─── RECORDS PROVIDED
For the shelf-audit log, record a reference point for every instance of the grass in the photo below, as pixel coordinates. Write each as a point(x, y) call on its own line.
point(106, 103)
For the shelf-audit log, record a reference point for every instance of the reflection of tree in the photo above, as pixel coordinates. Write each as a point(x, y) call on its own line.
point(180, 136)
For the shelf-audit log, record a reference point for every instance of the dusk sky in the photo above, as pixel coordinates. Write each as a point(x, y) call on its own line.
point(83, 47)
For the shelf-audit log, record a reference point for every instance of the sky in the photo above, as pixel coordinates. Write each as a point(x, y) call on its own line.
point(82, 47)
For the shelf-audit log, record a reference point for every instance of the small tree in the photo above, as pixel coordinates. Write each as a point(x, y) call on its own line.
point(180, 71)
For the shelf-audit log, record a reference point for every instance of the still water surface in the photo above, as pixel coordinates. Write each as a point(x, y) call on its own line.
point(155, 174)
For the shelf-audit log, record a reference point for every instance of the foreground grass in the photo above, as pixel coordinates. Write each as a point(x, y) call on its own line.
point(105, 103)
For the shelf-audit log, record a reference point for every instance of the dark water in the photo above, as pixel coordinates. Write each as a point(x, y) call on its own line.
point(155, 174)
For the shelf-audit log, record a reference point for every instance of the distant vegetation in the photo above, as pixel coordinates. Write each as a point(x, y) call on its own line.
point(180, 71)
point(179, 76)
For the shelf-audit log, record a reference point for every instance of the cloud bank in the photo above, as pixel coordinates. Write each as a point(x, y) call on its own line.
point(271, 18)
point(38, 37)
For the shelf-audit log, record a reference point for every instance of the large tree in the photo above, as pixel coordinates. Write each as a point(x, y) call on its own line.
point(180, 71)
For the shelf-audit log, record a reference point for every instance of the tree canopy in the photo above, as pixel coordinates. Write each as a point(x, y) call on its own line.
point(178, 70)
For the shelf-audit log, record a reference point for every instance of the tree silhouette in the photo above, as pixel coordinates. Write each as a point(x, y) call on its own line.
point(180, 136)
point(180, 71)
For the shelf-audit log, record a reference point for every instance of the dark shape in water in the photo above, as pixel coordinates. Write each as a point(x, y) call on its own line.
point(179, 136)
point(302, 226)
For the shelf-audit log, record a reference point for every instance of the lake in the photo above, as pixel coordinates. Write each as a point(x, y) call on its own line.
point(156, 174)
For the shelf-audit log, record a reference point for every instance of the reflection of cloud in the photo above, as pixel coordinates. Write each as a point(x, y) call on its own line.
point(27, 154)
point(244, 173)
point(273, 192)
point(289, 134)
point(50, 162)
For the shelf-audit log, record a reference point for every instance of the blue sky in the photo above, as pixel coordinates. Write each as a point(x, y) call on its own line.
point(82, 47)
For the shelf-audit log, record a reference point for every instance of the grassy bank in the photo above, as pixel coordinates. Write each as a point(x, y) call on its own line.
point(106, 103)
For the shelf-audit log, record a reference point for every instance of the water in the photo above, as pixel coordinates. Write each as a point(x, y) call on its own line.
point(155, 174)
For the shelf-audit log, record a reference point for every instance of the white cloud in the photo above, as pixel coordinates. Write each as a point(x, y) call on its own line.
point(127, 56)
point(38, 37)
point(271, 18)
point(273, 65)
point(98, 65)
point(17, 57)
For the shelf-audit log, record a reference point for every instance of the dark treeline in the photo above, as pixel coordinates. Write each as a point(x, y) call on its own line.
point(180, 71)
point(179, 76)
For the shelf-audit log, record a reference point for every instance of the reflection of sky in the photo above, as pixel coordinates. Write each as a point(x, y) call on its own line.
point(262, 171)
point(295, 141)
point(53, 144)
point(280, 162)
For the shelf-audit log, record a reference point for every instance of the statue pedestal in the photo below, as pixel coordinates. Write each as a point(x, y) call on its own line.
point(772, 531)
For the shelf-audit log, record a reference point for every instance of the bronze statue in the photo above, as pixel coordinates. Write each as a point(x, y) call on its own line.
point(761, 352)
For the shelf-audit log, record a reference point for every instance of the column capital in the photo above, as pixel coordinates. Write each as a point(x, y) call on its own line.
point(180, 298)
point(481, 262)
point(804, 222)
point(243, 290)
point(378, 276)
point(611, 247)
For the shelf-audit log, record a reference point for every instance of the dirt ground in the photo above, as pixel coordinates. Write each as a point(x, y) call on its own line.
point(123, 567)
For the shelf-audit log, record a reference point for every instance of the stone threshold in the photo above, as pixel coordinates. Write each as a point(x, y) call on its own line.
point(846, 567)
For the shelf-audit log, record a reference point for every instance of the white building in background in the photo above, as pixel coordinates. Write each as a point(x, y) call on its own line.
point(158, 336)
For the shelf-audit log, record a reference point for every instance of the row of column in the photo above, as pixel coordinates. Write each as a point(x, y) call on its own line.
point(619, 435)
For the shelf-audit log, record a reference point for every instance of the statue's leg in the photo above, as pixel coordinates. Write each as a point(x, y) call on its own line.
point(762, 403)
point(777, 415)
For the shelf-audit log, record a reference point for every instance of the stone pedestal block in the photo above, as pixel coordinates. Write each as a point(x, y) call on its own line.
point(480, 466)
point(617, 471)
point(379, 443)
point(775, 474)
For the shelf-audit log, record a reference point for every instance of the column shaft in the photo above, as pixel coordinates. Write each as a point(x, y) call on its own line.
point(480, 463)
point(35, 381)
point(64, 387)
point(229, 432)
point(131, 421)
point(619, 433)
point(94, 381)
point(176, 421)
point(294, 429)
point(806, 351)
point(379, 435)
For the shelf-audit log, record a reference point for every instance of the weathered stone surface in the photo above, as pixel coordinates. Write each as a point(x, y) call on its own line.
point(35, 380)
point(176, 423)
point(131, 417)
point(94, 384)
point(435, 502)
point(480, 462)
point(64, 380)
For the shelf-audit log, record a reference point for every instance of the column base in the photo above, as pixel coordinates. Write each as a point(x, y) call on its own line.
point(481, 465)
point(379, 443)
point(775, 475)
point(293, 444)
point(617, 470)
──────
WHAT TO DO: Please copy the records above line for line, without changing anything.

ANSWER TO THIS TASK:
For the shelf-audit log, record a reference point for every instance of the grass in the photo below, as pixel coordinates. Write each as a point(x, y) call on its own line.
point(106, 103)
For the shelf-audit log, record a reference point for every instance of the reflection of tree in the photo above, as pixel coordinates. Write each as a point(x, y) call on its own line.
point(180, 136)
For the shelf-audit log, record a reference point for every instance of the dusk sky in the photo above, as pixel coordinates. Write each as a point(x, y) call on its own line.
point(83, 47)
For the shelf-audit log, record a reference point for every instance of the sky in the photo above, as pixel coordinates. Write each as a point(x, y) call on its own line.
point(82, 47)
For the shelf-audit log, record a reference point for every instance of the small tree in the photo above, as pixel coordinates. Write each as a point(x, y) call on its own line.
point(180, 71)
For the shelf-audit log, record a reference point for every instance of the still water surface in the photo above, as pixel coordinates. Write each as a point(x, y) call on its own line.
point(155, 174)
For the shelf-audit log, record a reference point for every instance of the foreground grass in the photo above, as pixel coordinates. Write each as a point(x, y) call on its own line.
point(105, 103)
For the shelf-audit log, record a reference point for every instance of the dark water in the photo above, as pixel coordinates. Write each as a point(x, y) call on its own line.
point(155, 174)
For the shelf-audit log, record a reference point for every instance of the distant vegetation in the photo above, as pixel coordinates. Write each as a point(x, y) call on its own line.
point(180, 71)
point(179, 76)
For the shelf-audit log, record a reference point for every instance of the cloud bank in the photo above, as pixel coordinates. Write each as a point(x, y) call on its own line.
point(271, 18)
point(38, 37)
For the shelf-audit log, record a reference point for every instance of the large tree in the photo above, as pixel coordinates. Write each as a point(x, y) call on its own line.
point(180, 71)
For the shelf-audit log, record a reference point for every instance of the tree canopy in the photo above, as pixel coordinates. Write each as a point(x, y) call on its own line.
point(178, 70)
For the shelf-audit log, record a reference point for every instance of the tree silhouette in the photo above, as pixel coordinates. Write each as a point(x, y) call on its own line.
point(180, 136)
point(180, 71)
For the shelf-audit log, record a reference point for every instance of the dark shape in water in the photo above, as pixel coordinates. Write each as a point(x, y) call on its own line.
point(179, 136)
point(302, 226)
For the shelf-audit log, record a reference point for every instance of the lake in the photo above, as pixel coordinates. Write each as a point(x, y) call on its own line.
point(156, 174)
For the shelf-audit log, record a reference point for every instance of the reflection of cloud in the photo above, as pixel coordinates. Write each as a point(x, y) call on its own line.
point(27, 154)
point(244, 173)
point(273, 192)
point(289, 134)
point(50, 162)
For the shelf-audit log, record a reference point for every instance of the blue sky in the photo above, as pixel coordinates. Write each as a point(x, y) call on its own line.
point(82, 47)
For the shelf-audit log, record a reference point for every instance of the grassy bank in the photo above, as pixel coordinates. Write each as a point(x, y) call on its own line.
point(106, 103)
For the shelf-audit log, record a reference point for every instance of the water in the photo above, as pixel coordinates. Write each as a point(x, y) call on its own line.
point(155, 174)
For the shelf-audit log, record a reference point for every instance of the white cloud in the photo above, as pixel coordinates. Write each as a point(x, y) call on its own line.
point(127, 56)
point(38, 37)
point(271, 18)
point(273, 65)
point(98, 65)
point(17, 57)
For the shelf-audit log, record a reference point for every instance of the dark treeline in the photo above, as pixel coordinates. Write each as a point(x, y) call on its own line.
point(180, 71)
point(179, 76)
For the shelf-audit log, record a reference point for every instance of the reflection of sky in the photo above, as pixel coordinates. Write each as a point(x, y) call on its own line.
point(262, 171)
point(295, 141)
point(53, 144)
point(280, 162)
For the shelf-audit log, record a reference point for every instance of the statue pedestal in the photo below, as pixel coordinates. Write each as a point(x, y) call on its own line.
point(772, 531)
For the shelf-audit log, record a reference point for every instance of the bronze statue in the photo above, as pixel coordinates. Write each as a point(x, y) call on its own line.
point(761, 352)
For the shelf-audit log, record a reference point for every instance of the column capital in the photo above, as pixel coordinates. Write each as a point(x, y) call on its own line.
point(180, 298)
point(481, 262)
point(804, 222)
point(243, 290)
point(378, 276)
point(611, 247)
For the shelf-audit log, record a reference point for every instance of the dirt ground in the photo above, as pixel coordinates. Write each as a point(x, y) call on its own line.
point(123, 567)
For the shelf-audit log, record a reference point for every instance of the stone threshold in the photo above, as pixel coordinates. Write each as a point(x, y) call on its own line.
point(846, 567)
For the shelf-audit log, record a reference point for every instance of the white building in background in the photo above, as pixel coordinates. Write each as a point(x, y) call on its own line.
point(158, 336)
For the shelf-audit log, record a reference point for every instance of the row of column in the photo above, as pixel coordinates. Write each as a point(x, y) call on its own line.
point(619, 435)
For the shelf-audit log, record a reference point for every instance of the statue's leg in the photo above, as pixel coordinates. Write each as a point(x, y) call on its own line.
point(762, 403)
point(777, 415)
For the shelf-audit log, record a reference point for every instance of the stone pedestal block in the photo above, as pixel coordinates. Write each as a point(x, y) call on its own line.
point(480, 466)
point(617, 471)
point(379, 443)
point(775, 474)
For the shelf-audit log, record a reference point for every instance of the column shaft in the photo above, as pixel coordinates. Write each as a point(x, y) call on its own line.
point(480, 463)
point(35, 381)
point(64, 387)
point(229, 432)
point(131, 421)
point(619, 433)
point(94, 381)
point(176, 421)
point(294, 429)
point(806, 351)
point(379, 435)
For the shelf-audit log, record a reference point for every instance of the weathered stone surface in the photo above, as pixel coordinates. Write each as a point(x, y) call on its own line.
point(35, 380)
point(176, 423)
point(131, 417)
point(94, 384)
point(435, 502)
point(480, 462)
point(64, 380)
For the shelf-audit log, record a reference point for every instance of the column base in the photo above, as pixel coordinates. Write each as a point(x, y) call on its own line.
point(481, 465)
point(379, 443)
point(775, 475)
point(293, 444)
point(617, 470)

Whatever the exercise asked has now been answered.